### EXTRACTED TEXT
[Start of Attachment]
Conducting tests on Maine Republicans

Highly experimental
By AL DIAMON  |  November 16, 2010

Here at the Institute for Advanced Studies of the Effects of Sarcasm and Derision on Political Philosophies, we've been conducting a comprehensive battery of tests to determine whether newly elected Maine Republicans really mean that stuff they've been saying about reducing the size and cost of state government.

The institute decided to engage in this investigation not because our experts have the slightest doubt that the GOP governor-elect and his cadre of soon-to-be legislators will prove every bit as unreliable as the Democrats they'll be replacing. We did it because our research is being funded by an enormous federal grant that we'd be idiots to turn down just because it's a waste of taxpayers' money.

For purposes of this experiment, we placed Republican Paul LePage, our incoming chief executive, and several rookie GOP senators and representatives in a closed chamber. Then, we pumped in some comments they'd made on the campaign trail.

"Entrepreneurs need to be free to grow their enterprise," LePage shouted out on numerous occasions. In response to a newspaper questionnaire, he wrote that "the burden of punitive taxes" had blocked Maine businesspeople from the "path to prosperity."

In his campaign brochure, Republican House member-elect Larry Dunphy of Embden promised to "reduce state spending to create real tax relief and a smaller, smarter government."

"Maine has one of the worst tax environments in the nation," GOP Senator-elect Garrett Mason of Lisbon told the Lewiston Sun Journal. The state also needs to "reduce regulation on business."

After listening to these remarks, the Republican contingent was lulled into a state of libertarian bliss. Free-market visions of unrestrained economic development (except for casinos, nude-dance clubs, porno shops, medical-marijuana distribution centers, gay bars, or federally financed health-care initiatives) danced in their heads.
[End of Attachment]
### GIVEN DATA
[Start of Attachment]
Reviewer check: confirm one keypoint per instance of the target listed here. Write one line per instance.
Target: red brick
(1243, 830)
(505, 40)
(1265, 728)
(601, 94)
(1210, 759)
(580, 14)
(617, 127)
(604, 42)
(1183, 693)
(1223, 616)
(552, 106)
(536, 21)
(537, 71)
[End of Attachment]
[Start of Attachment]
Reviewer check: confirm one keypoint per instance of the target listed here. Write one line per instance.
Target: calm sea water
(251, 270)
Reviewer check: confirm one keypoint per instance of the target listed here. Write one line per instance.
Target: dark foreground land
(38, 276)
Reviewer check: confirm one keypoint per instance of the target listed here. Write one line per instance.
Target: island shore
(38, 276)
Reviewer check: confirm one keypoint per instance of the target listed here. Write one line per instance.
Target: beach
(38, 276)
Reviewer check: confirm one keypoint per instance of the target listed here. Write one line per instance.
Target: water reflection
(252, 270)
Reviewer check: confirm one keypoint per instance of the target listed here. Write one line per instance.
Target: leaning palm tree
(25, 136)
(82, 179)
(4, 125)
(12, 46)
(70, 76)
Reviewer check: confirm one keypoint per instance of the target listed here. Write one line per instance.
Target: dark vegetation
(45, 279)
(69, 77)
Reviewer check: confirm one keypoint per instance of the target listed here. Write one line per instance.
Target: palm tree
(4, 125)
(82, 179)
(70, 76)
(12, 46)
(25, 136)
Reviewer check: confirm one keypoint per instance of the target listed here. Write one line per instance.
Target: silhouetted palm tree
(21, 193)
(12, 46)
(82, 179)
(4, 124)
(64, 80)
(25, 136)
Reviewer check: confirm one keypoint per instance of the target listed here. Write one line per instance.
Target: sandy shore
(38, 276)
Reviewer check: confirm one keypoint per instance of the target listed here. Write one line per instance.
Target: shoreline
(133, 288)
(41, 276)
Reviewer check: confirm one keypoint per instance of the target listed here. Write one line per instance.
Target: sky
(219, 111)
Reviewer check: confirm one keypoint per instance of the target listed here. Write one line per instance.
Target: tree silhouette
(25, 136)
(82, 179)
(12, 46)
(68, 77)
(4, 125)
[End of Attachment]
### TASKS
**1)** Answer these questions from the column on Maine Republicans:
(a) What town is House member-elect Larry Dunphy from?
(b) Which newspaper did Senator-elect Garrett Mason speak to?
(c) What is paying for the institute's research?
**2)** Quote the column on Maine Republicans word for word, starting at "Here at the" and ending at "of state government.".

### RESPONSES TO THE EXERCISE
**1)**
(a) Embden
(b) The Lewiston Sun Journal
(c) An enormous federal grant

**2)**
Here at the Institute for Advanced Studies of the Effects of Sarcasm and Derision on Political Philosophies, we've been conducting a comprehensive battery of tests to determine whether newly elected Maine Republicans really mean that stuff they've been saying about reducing the size and cost of state government.